● TASK STATEMENT: Please copy, with no word changed, only the run of lines that opens with the line containing "One point per instance of the tree root." and closes with the last line below.
━━━ DATA FOR PROCESSING
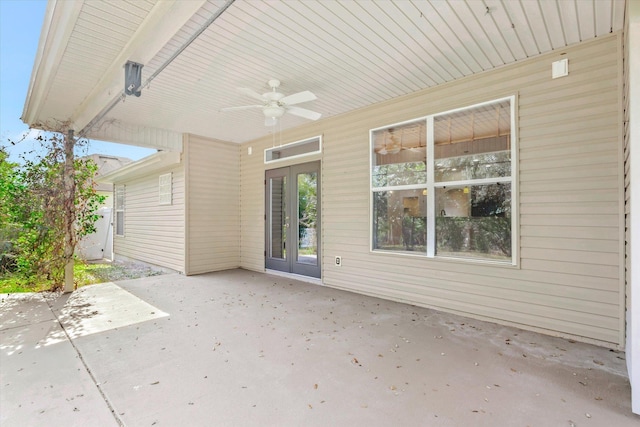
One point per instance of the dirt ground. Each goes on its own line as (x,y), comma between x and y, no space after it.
(106,271)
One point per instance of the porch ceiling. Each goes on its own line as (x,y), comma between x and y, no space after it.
(351,54)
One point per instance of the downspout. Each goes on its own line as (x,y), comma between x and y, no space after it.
(177,53)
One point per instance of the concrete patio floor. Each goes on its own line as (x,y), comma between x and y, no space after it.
(239,348)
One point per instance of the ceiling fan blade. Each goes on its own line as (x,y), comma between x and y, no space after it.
(298,98)
(252,93)
(303,112)
(243,107)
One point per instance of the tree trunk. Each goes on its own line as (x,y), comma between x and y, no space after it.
(69,206)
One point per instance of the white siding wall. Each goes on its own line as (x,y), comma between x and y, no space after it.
(153,233)
(569,280)
(213,209)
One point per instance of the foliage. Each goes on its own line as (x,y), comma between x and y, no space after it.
(84,274)
(41,201)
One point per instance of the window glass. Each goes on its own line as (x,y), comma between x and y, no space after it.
(399,155)
(399,220)
(295,149)
(474,221)
(457,203)
(474,143)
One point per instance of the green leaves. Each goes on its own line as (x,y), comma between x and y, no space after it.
(37,206)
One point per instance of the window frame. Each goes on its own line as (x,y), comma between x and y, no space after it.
(119,208)
(301,143)
(431,185)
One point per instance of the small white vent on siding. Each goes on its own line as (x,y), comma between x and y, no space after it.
(164,189)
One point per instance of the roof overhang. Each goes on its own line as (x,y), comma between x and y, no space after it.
(151,164)
(351,54)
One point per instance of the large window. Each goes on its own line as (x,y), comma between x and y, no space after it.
(442,185)
(119,210)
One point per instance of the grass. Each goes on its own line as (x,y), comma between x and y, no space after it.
(84,274)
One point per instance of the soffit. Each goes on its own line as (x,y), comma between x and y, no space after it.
(351,54)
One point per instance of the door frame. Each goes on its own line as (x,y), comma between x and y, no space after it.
(290,264)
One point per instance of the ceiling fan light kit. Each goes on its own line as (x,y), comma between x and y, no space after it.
(275,104)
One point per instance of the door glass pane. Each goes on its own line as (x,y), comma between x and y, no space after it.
(307,218)
(278,226)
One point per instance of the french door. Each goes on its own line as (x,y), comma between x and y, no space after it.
(292,206)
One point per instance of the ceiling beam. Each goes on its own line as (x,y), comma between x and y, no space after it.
(163,22)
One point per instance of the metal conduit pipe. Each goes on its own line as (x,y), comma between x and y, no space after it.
(177,53)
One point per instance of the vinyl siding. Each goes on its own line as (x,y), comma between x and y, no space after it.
(153,233)
(213,210)
(627,163)
(568,279)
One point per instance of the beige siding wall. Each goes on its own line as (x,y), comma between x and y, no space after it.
(627,178)
(569,279)
(153,233)
(213,209)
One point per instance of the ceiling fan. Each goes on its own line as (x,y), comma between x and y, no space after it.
(275,104)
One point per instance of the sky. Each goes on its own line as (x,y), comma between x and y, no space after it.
(20,27)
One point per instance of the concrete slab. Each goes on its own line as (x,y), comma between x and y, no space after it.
(43,381)
(240,348)
(94,309)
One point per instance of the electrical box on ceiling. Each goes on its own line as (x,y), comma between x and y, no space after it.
(560,68)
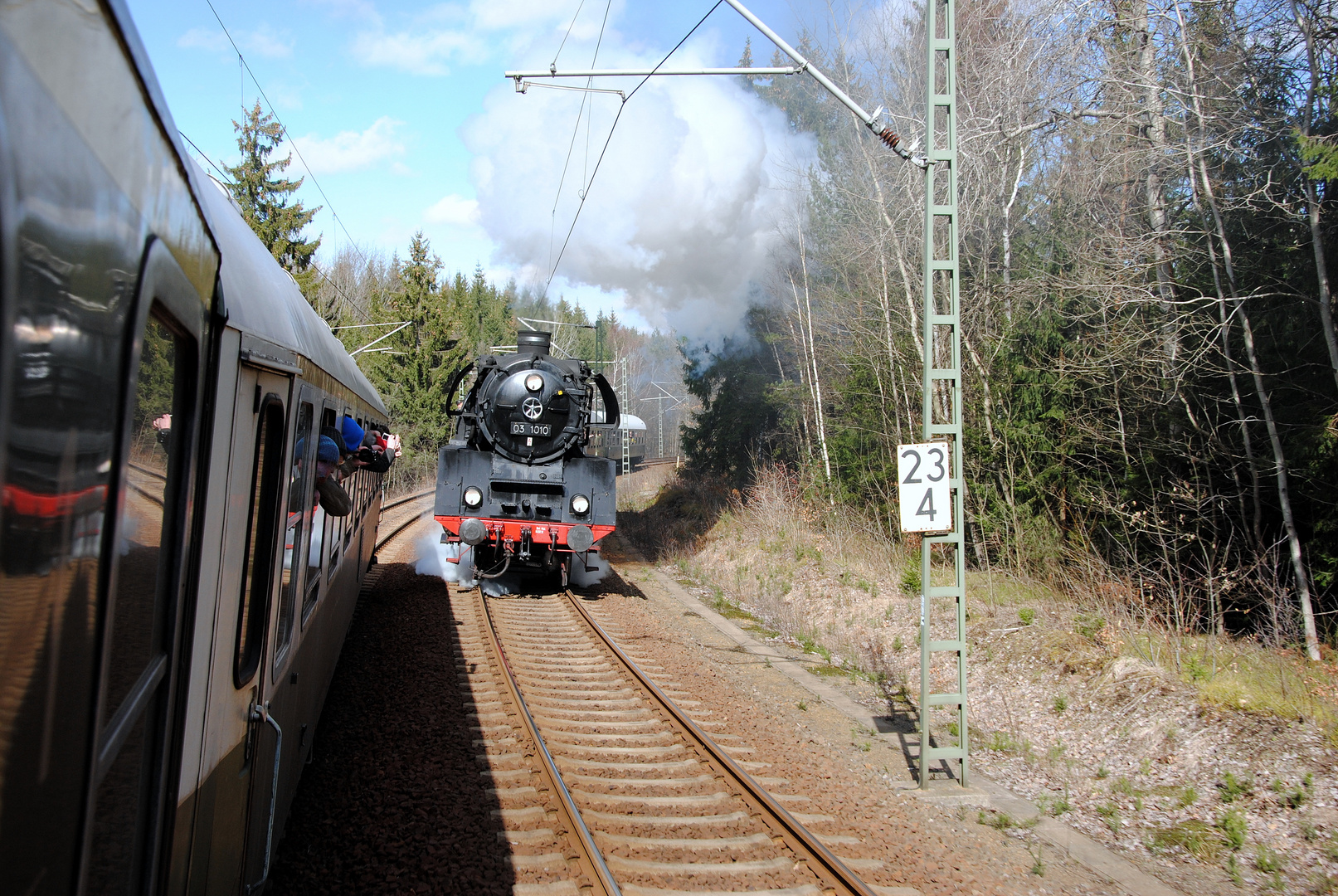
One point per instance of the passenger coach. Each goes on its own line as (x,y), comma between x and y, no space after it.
(172,599)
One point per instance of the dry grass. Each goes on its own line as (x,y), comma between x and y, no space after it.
(1080,693)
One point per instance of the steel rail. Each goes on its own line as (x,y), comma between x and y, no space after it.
(146,470)
(397,530)
(820,860)
(410,498)
(591,859)
(155,499)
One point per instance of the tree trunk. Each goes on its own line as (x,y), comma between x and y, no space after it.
(1316,237)
(1298,563)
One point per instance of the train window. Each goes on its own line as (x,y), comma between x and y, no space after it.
(257,575)
(320,537)
(299,506)
(139,607)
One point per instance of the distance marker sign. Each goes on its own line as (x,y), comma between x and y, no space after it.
(922,487)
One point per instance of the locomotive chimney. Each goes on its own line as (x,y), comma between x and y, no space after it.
(533,341)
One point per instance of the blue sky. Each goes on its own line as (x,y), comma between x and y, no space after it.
(404,118)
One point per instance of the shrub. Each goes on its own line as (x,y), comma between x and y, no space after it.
(1088,625)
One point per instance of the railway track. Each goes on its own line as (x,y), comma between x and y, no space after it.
(404,515)
(604,784)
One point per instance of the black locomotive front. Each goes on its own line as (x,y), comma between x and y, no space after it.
(515,483)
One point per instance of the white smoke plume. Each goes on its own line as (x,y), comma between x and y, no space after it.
(684,212)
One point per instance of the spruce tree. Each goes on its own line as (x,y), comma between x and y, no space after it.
(264,194)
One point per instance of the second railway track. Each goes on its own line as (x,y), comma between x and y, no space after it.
(605,784)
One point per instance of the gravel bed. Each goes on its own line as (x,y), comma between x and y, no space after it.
(391,800)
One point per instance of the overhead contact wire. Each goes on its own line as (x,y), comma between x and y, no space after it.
(611,129)
(576,130)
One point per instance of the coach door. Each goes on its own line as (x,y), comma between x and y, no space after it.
(252,570)
(145,598)
(272,741)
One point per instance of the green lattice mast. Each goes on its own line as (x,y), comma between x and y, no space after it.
(942,384)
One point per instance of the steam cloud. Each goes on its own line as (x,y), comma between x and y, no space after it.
(691,198)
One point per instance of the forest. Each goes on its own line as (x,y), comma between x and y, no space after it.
(1151,362)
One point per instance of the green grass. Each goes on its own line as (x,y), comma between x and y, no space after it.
(1233,828)
(1196,837)
(1231,788)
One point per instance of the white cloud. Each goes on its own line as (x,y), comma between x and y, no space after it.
(261,41)
(494,15)
(684,213)
(353,150)
(205,39)
(454,34)
(416,52)
(268,43)
(453,209)
(349,8)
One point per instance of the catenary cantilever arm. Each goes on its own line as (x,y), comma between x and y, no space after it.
(873,120)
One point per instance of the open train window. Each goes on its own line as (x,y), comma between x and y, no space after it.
(262,522)
(299,509)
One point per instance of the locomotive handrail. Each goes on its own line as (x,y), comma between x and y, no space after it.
(611,413)
(260,713)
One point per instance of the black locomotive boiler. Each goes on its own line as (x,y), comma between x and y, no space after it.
(515,483)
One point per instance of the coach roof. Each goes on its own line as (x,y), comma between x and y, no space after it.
(264,299)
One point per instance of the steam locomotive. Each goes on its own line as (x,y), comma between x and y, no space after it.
(515,483)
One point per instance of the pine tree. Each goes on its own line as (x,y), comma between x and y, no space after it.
(264,196)
(419,375)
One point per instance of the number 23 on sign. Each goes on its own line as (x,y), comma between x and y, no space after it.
(922,487)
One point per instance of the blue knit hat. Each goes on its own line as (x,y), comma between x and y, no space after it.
(353,434)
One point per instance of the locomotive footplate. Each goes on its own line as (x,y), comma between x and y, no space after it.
(522,531)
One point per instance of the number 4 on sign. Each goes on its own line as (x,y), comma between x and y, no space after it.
(922,487)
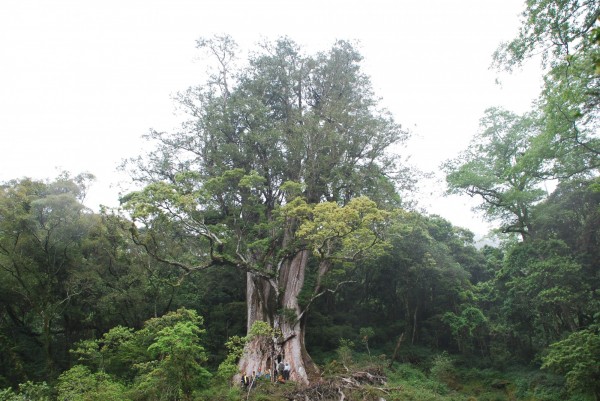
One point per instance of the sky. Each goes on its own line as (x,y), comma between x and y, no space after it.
(82,80)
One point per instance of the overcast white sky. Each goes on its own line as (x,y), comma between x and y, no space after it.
(82,80)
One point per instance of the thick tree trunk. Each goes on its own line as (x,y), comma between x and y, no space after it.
(279,307)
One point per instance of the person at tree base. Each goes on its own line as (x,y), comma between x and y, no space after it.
(245,380)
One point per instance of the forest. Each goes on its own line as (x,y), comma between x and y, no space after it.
(272,226)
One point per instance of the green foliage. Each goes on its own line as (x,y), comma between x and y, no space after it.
(442,369)
(28,391)
(81,384)
(577,357)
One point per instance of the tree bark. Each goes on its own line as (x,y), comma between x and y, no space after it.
(279,307)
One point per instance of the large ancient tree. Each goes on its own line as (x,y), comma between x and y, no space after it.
(282,172)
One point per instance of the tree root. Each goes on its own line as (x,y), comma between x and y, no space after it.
(337,388)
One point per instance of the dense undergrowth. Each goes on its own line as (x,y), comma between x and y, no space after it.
(440,378)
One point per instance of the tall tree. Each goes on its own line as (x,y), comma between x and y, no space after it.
(499,168)
(267,177)
(566,34)
(42,227)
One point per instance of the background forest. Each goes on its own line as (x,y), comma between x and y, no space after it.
(288,164)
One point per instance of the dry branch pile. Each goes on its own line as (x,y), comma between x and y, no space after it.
(338,388)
━━━━━━
● WRITTEN SOLUTION:
One point per instance of the tree root. Each goes on its own line as (x,y), comma between x and y, no space after it.
(337,388)
One point per instance of the dense undergrowth. Each goes on its own line as (x,y), comma between x and y, no space after it.
(440,378)
One point per instance of the tall tree. Each goes on its own line as (x,y), comma between x and y, no space after it.
(499,168)
(267,177)
(566,34)
(42,227)
One point per instance of the background forest. Each goes on its own line as (x,y), comma between x and y, no space after it.
(288,164)
One point per instance of the dry branch pile. Each goes on its own line as (x,y), comma between x and y, no space after it.
(338,388)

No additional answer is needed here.